Task to complete ▸ Each line should be copied exactly.

Entries from a point annotation set:
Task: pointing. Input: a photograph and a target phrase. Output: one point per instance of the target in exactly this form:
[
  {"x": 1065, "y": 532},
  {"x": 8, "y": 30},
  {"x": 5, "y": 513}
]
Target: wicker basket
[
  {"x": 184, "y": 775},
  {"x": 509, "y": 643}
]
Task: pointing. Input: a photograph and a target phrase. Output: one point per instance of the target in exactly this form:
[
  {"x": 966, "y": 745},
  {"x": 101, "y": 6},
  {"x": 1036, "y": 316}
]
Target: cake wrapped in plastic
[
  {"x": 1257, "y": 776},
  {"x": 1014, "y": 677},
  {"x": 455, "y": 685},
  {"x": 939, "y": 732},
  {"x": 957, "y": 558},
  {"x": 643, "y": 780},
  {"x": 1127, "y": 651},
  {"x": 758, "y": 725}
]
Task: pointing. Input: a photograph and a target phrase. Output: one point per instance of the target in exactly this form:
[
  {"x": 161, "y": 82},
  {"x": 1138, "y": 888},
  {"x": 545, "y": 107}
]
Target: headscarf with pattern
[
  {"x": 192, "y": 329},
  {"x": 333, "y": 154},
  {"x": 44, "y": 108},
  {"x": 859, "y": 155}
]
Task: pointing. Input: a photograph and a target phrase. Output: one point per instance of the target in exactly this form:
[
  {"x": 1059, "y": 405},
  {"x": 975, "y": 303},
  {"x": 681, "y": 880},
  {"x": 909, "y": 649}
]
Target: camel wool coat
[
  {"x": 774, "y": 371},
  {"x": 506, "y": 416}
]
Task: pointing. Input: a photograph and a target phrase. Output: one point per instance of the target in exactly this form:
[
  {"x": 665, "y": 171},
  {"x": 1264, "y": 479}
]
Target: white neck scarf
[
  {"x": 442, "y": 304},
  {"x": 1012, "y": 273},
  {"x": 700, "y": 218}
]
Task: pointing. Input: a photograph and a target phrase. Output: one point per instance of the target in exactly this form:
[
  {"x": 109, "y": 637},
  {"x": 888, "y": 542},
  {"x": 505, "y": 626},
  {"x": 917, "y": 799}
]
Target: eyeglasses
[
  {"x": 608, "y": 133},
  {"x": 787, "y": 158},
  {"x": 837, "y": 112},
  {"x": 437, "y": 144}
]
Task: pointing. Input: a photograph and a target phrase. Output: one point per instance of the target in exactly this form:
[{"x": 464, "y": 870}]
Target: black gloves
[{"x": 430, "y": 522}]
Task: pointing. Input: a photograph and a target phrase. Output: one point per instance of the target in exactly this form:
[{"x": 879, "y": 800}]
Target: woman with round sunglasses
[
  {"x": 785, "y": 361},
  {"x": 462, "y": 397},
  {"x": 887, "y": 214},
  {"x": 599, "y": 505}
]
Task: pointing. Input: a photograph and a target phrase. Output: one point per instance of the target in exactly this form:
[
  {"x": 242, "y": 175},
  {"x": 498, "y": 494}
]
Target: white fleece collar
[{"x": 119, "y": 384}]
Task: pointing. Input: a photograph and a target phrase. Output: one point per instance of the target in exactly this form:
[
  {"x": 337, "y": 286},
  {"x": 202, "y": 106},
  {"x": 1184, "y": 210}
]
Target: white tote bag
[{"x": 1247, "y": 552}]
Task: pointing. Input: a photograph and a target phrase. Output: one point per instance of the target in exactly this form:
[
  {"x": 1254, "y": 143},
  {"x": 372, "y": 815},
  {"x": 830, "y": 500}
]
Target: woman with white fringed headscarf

Response to the task ▸
Task: pointing. Input: a photograph and a target phrase. Output: one point per instance of the target in exactly this form:
[
  {"x": 1065, "y": 532},
  {"x": 8, "y": 30},
  {"x": 5, "y": 513}
]
Target: wicker basket
[
  {"x": 184, "y": 775},
  {"x": 509, "y": 643}
]
Task: pointing. Input: a photograph and a target phrase. Output: one point per instance of the target in exactly this form:
[
  {"x": 966, "y": 745},
  {"x": 101, "y": 6},
  {"x": 1036, "y": 316}
]
Target: cake wrapped in plastic
[
  {"x": 1257, "y": 776},
  {"x": 1014, "y": 677},
  {"x": 455, "y": 685},
  {"x": 939, "y": 732},
  {"x": 957, "y": 558},
  {"x": 643, "y": 780},
  {"x": 1127, "y": 651},
  {"x": 758, "y": 725}
]
Task: pointing. Input: a photograph and a target phrase. Output: one point per instance of the target in exactly this form:
[
  {"x": 161, "y": 82},
  {"x": 1138, "y": 888},
  {"x": 545, "y": 107}
]
Target: headscarf with pattern
[
  {"x": 192, "y": 329},
  {"x": 333, "y": 154},
  {"x": 44, "y": 108},
  {"x": 859, "y": 155}
]
Task: pointing. Input: a photograph and a target phrase. Output: one point per instance of the target in exactly this form:
[
  {"x": 1059, "y": 405},
  {"x": 975, "y": 303},
  {"x": 681, "y": 880},
  {"x": 909, "y": 649}
]
Target: camel wool coat
[
  {"x": 774, "y": 371},
  {"x": 506, "y": 416}
]
Task: pointing. Input: a photograph and a target phrase. Output: one point per instance of the target in exactly this form:
[
  {"x": 665, "y": 171},
  {"x": 1264, "y": 479}
]
Target: white neck scarf
[
  {"x": 442, "y": 304},
  {"x": 1012, "y": 273},
  {"x": 700, "y": 218}
]
Task: pointing. Input: a photograph and a target phrase. Output: one point per instance of the target in exactly this form:
[
  {"x": 109, "y": 637},
  {"x": 888, "y": 542},
  {"x": 505, "y": 626},
  {"x": 917, "y": 799}
]
Target: eyeglasses
[
  {"x": 608, "y": 133},
  {"x": 787, "y": 158},
  {"x": 837, "y": 112},
  {"x": 437, "y": 144}
]
Task: pointing. Input: a photograph and a target phrase. Output: one point per instance of the target in exactly this form:
[{"x": 464, "y": 870}]
Target: black gloves
[{"x": 430, "y": 522}]
Task: pointing. Input: a photograph and a target phrase. Output: one point per instance of the target in exactly this form:
[{"x": 879, "y": 800}]
Target: woman with round sunglasses
[
  {"x": 785, "y": 361},
  {"x": 462, "y": 397},
  {"x": 887, "y": 214},
  {"x": 599, "y": 505}
]
Task: pointing. Input: a photograph and a target phrase. Output: one point per instance of the target in exactly this form:
[
  {"x": 242, "y": 175},
  {"x": 498, "y": 494}
]
Target: white fleece collar
[{"x": 119, "y": 384}]
Task: pointing. Input: a photograph and a target phrase. Output: one point per instance of the target in exactly this form:
[
  {"x": 337, "y": 286},
  {"x": 202, "y": 106},
  {"x": 1184, "y": 210}
]
Target: white tote bag
[{"x": 1247, "y": 552}]
Task: pointing. Input: a photograph and a target phrase. Output: one point per instance of the target in exactly this form:
[
  {"x": 1254, "y": 143},
  {"x": 372, "y": 815},
  {"x": 830, "y": 500}
]
Target: woman with white fringed headscarf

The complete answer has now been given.